GOAL => Rewrite the listing from the line containing "of the bare" through the end of the listing, replacing "bare tree" with "leafless tree" and changing nothing else.

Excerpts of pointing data

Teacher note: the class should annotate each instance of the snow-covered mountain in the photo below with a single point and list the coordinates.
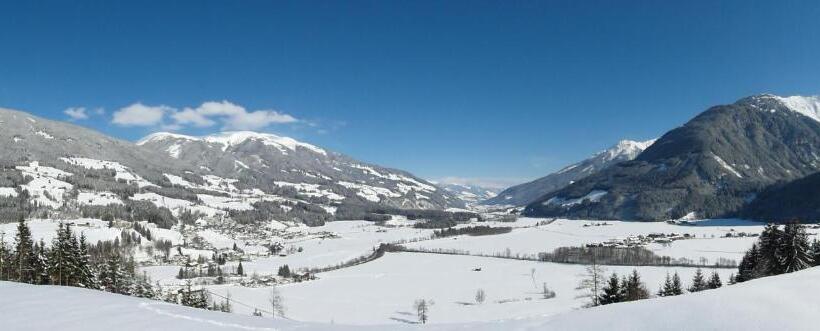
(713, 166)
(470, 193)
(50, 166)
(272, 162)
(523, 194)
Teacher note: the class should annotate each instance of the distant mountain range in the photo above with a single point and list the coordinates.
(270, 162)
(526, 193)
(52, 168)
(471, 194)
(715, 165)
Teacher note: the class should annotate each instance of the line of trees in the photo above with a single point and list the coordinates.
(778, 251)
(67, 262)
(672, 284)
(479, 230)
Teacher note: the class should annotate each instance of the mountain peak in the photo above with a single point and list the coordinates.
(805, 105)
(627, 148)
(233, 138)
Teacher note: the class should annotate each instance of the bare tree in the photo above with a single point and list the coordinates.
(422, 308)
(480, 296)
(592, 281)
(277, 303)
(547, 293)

RESPONSE =>
Teacher note: the class should annotate each instance of the leafless tree in the photo above with a single point and list the coordinates.
(422, 308)
(480, 296)
(592, 281)
(277, 303)
(547, 293)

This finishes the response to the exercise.